Reproduce the entries starting with the line containing "find golden finial" and going on through the line containing "(192, 278), (211, 317)", both included, keeping the requests unchanged. In the answers, multiply every box coordinate by 0.55 and round each result to a whole number, with halves rounded up.

** begin Records **

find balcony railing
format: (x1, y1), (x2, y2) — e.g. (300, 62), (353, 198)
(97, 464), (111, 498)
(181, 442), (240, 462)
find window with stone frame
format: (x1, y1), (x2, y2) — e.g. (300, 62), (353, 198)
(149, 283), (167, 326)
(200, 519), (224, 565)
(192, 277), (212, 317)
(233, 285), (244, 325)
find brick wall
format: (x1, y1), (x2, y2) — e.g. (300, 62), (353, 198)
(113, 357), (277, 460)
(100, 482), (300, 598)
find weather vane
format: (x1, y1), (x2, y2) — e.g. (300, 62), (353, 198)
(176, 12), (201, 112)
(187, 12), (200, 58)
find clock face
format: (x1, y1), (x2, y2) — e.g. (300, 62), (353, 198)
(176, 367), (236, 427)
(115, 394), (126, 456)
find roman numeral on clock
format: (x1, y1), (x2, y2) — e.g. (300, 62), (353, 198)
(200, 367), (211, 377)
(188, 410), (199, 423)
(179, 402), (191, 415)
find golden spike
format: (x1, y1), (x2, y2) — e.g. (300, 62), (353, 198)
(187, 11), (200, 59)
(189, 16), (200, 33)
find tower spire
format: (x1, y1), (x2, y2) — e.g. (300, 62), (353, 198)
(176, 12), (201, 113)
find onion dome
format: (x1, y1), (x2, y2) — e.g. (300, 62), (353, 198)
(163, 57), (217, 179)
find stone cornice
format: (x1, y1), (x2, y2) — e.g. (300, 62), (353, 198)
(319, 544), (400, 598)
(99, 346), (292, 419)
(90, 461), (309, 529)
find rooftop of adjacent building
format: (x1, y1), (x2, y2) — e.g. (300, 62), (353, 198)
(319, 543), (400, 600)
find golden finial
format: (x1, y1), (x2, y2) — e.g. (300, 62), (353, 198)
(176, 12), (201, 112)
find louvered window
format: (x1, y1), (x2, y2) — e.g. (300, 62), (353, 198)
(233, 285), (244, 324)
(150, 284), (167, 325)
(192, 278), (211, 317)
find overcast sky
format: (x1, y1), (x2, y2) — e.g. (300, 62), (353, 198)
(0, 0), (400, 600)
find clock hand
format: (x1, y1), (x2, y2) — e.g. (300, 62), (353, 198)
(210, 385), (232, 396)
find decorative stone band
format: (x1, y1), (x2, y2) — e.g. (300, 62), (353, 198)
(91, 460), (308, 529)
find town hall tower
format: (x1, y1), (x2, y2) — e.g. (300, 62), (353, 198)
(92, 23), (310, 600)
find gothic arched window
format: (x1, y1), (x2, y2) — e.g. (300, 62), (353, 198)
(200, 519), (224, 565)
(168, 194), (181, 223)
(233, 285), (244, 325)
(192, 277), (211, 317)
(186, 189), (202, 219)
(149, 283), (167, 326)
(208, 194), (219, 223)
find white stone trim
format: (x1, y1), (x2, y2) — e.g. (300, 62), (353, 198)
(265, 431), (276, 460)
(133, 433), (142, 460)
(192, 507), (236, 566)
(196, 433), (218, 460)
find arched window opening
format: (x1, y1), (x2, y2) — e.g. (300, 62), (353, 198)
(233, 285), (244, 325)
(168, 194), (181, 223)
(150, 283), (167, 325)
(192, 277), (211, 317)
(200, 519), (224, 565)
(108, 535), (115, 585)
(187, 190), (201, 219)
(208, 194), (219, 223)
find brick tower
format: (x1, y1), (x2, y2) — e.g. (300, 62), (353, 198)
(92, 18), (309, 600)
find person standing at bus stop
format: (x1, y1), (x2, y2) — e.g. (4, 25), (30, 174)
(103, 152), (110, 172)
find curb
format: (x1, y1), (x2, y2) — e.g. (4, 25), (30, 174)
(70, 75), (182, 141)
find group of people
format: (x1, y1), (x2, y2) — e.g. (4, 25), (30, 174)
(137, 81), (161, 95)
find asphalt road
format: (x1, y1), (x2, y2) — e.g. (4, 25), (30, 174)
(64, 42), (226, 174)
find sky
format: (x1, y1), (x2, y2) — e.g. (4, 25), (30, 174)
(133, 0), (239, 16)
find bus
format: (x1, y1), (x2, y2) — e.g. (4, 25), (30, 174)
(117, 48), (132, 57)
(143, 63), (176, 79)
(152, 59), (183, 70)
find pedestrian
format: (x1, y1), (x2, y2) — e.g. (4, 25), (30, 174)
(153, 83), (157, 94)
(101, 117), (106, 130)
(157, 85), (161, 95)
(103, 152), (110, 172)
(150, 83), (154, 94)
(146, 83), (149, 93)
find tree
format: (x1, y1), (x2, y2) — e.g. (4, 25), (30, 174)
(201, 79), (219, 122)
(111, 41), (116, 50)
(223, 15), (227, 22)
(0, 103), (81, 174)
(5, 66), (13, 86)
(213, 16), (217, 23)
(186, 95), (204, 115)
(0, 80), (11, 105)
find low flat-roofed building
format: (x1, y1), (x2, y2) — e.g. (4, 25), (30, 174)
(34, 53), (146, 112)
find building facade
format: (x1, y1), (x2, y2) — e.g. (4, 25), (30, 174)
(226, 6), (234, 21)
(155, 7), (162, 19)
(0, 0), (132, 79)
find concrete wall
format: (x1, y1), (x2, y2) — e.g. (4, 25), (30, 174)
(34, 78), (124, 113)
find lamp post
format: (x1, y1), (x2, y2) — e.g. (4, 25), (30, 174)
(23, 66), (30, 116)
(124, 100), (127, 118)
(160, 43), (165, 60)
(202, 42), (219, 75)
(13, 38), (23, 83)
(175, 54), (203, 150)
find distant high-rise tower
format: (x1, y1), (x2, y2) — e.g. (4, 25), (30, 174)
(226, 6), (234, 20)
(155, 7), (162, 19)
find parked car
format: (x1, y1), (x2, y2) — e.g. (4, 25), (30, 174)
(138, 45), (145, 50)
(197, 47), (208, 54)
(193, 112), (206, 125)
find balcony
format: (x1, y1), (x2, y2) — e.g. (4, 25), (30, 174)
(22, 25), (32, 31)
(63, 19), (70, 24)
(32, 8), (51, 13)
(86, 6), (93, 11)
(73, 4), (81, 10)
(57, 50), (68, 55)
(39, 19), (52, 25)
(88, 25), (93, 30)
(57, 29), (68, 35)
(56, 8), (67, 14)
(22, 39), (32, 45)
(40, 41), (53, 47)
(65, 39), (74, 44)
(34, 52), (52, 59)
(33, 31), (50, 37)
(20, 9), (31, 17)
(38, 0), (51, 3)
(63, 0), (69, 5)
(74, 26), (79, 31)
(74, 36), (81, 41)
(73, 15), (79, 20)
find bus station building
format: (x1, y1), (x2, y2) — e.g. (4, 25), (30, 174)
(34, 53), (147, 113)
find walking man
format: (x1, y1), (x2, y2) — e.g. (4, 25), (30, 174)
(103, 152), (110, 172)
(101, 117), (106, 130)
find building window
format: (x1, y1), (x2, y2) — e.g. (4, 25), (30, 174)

** end Records **

**Task output:**
find golden finial
format: (x1, y1), (x2, y2) — e.g. (300, 62), (353, 198)
(97, 7), (111, 62)
find louvered window
format: (x1, y1), (x2, y2) — e.g. (300, 62), (353, 198)
(128, 157), (134, 178)
(83, 156), (92, 179)
(106, 153), (116, 174)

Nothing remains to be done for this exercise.